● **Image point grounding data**

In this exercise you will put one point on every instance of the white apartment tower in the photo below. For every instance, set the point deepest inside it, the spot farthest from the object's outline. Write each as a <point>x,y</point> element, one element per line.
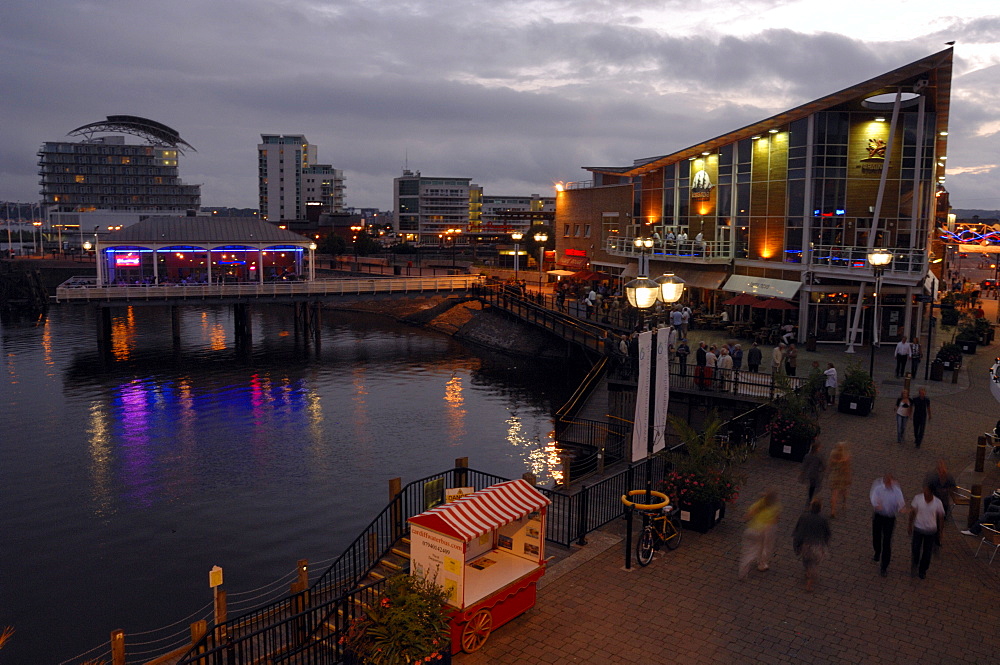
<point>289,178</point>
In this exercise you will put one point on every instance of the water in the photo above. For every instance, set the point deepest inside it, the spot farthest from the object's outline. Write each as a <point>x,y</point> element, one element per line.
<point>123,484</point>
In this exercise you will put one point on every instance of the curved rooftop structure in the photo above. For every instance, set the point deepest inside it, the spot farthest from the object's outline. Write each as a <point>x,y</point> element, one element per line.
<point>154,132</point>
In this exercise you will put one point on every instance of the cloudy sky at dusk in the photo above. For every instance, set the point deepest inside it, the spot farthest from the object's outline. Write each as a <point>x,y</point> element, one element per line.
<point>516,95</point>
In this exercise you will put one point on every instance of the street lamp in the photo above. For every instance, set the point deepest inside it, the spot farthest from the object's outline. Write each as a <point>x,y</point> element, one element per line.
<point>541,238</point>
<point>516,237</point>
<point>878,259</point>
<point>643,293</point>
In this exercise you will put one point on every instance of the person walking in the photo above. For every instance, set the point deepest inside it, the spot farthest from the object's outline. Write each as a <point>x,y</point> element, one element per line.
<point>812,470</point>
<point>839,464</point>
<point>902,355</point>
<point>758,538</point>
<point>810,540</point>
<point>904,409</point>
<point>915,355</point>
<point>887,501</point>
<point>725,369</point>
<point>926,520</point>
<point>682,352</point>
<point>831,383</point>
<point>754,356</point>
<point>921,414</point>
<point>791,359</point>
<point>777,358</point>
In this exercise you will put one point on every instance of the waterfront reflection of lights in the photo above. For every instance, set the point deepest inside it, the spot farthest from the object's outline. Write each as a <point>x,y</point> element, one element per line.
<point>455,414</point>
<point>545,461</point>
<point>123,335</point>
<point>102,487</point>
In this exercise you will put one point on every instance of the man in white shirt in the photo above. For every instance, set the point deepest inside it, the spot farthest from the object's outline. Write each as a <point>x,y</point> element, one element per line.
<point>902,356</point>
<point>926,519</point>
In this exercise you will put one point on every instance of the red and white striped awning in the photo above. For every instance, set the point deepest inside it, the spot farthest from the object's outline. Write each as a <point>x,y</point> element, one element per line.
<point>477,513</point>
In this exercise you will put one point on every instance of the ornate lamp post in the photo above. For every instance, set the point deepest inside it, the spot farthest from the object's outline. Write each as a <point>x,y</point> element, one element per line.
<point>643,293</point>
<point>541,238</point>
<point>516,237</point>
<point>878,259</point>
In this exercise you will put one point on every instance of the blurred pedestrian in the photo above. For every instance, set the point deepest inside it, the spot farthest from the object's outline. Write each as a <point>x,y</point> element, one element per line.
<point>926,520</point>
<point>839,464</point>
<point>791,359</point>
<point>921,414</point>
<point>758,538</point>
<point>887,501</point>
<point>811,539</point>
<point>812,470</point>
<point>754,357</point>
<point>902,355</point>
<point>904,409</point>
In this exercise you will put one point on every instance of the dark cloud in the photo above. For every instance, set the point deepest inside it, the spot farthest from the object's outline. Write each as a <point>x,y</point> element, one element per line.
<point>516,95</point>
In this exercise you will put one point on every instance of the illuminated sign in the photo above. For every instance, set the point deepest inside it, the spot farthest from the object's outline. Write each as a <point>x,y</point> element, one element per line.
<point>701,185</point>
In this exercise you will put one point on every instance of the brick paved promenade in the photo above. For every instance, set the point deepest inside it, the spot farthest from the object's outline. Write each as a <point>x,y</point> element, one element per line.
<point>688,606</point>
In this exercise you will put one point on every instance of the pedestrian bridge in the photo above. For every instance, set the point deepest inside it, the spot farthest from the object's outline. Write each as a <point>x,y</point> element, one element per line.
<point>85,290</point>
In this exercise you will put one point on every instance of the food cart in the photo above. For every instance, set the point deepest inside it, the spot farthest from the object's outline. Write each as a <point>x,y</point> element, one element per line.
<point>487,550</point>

● **Work item**
Beginning with the line that contains "of the blurred", quote each line exactly through the last line of the entries above, and nothing beyond them.

● **Response to the task**
In this exercise you will put one point on every instance of the blurred pedestrian in the photo above. For every instance, set the point deepest inside it, the spot farthest from the object's outline. Write each as a <point>x,y</point> element, one element per line.
<point>926,520</point>
<point>839,464</point>
<point>791,359</point>
<point>921,414</point>
<point>758,538</point>
<point>887,501</point>
<point>811,539</point>
<point>812,470</point>
<point>754,357</point>
<point>902,355</point>
<point>904,409</point>
In this exercise you will put one point on every instance of the dark cloud in the photo above. For every instance, set the point deepest inside it, the spot farthest from the object's outline. Write each as a <point>x,y</point> element, one element per line.
<point>516,95</point>
In this exercise you will put one point on every instance of the illuminated sign in the photo above. For every instance, set the point deepest inside it, the spot farthest from the object's outline. Write each as a <point>x,y</point> element, one element per line.
<point>701,185</point>
In this exercise you will put one point on every instance of the brick paved promenade in the photo above. For every instance, set the point deepest inside it, the spot farthest from the object's outline. Write each as a <point>x,y</point> element, one element per line.
<point>688,606</point>
In this exercise you will put one point on every instance of the pedestrian bridge in the photo above. For every instance, set the point deepest inside it, the spot farthest from the object's outline. Write each as a <point>x,y</point> element, one element per line.
<point>85,290</point>
In this exercise you will put one point on every instance of the food cart in the photo above. For every instance, set the point deepest inside it, the spot farthest from the object's outline. Write each as a <point>x,y</point> element, one element per line.
<point>487,550</point>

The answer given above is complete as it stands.